SELECTED EXTRACT:
-- START --

Well, the reason I brought this up is in terms of the mileposts. If you are a location sorter, as you mentioned, then you go, “Well, where was I living then? If you sort by person, then you would go, “Who was I with then?” or “Who was around?” or “Who were the special people?” And if you go things, you know, “What car did I have then?” You could do that. Or “What house was I living in?” That tends to be location or some overlap there. Or “What were the things I was doing? Oh, that was the year I was playing hockey,” or something like that. And information would be, “What was going on then. So “Who did I know?” That’s more person.

OK, does that help any, in terms of doing the milepost thing? Basically, you have five ways of doing a milepost. OK, anything else about the Decision Destroyer? Yes.

Group member: What happens if-what should you do if, as you’re going through time, you find that experiences are influencing the resource state instead of vice versa, like making the resource experience weaker?

Steve: Go back and build a better resource. And you can build it better in two possible ways: One would be content, so that you simply have the content more robust. See, the guy that I mentioned-I like to use the same examples, just because it kind of ties your experience together. The guy who somebody told him that it was his fault that he killed his mother, basically, it was his fault that his mother died. If he built in a resource of someone else saying, you know, “You didn’t kill your mother,” number one, it’s a negative, which is not as powerful as a positive; number two, it’s not very explicit.

-- END --

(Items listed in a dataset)
-- START --

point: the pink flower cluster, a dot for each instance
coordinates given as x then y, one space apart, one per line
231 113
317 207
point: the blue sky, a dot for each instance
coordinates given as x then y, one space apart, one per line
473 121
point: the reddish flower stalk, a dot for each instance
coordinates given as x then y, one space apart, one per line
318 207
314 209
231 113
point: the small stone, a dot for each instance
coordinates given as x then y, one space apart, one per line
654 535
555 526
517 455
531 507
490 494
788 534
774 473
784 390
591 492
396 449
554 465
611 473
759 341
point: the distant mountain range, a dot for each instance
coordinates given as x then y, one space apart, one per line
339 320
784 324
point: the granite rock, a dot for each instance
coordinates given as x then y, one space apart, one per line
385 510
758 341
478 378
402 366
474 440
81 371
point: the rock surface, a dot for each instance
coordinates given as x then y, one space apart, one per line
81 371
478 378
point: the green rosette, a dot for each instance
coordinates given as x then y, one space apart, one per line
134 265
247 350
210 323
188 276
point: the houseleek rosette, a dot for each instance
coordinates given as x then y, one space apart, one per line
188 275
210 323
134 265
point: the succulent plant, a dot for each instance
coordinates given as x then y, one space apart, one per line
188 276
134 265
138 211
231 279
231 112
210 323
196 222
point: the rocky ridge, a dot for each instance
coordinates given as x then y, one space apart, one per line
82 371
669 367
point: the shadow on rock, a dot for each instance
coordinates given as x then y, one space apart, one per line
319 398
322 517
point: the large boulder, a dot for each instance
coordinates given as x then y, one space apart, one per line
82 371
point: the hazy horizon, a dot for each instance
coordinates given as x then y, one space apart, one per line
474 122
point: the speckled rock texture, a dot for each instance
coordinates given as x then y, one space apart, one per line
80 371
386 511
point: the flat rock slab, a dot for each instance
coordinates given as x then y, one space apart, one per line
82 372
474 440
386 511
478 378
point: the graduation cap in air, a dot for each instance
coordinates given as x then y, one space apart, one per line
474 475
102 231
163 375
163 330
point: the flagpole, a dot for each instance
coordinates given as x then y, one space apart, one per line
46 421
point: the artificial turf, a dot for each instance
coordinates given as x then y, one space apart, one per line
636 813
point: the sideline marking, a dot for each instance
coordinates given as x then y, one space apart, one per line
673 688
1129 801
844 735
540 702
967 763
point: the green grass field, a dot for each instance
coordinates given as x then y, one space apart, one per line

-- END --

WRITTEN TASKS:
• a. Which lines of the entries contain the string "green"? Report each of those lines in full.
• b. Could you extend the talk about mileposts and the Decision Destroyer, picking up right after its final sentence?
The text and the entries have no connection to each other.

RESPONSES:
• a.
point: the green rosette, a dot for each instance
point: the green grass field, a dot for each instance

• b.
If he had sat down with someone, if he built an experience of someone sitting down with him, holding hands with him, looking into his eyes, telling him and talking about his mother in great detail until he knew from the guy’s looking back that-from his nonverbals and so on, that he was really certain that he really knew that, that would be building content robustly, OK?

Group member: That’s what I was talking about when you said that. That’s what I was talking about. What you just said there was what I was talking about, not knowing mileposts. Can you talk about the resource that he got after his mother died and bringing it back in time? But without creating an experience such as somebody sitting down and talking with him-it just floated in the air.

Steve: Oh, yes, absolutely. Well, that I call building an experience rather than a milepost. For me, milepost-

Group member: That’s what I was talking about.

Steve: OK, great. OK, does that make sense? In terms of building an experience that’s really robust content-wise.

Group member: You just have the person make it up?

Steve: Yeah.

Group member: Is that why-

Steve: You could have a cop come in and say, “I’ve known your mother for years. You don’t know me, but I’ve known your mother for years, blah blah blah blah” or whatever. You build it out of whole cloth.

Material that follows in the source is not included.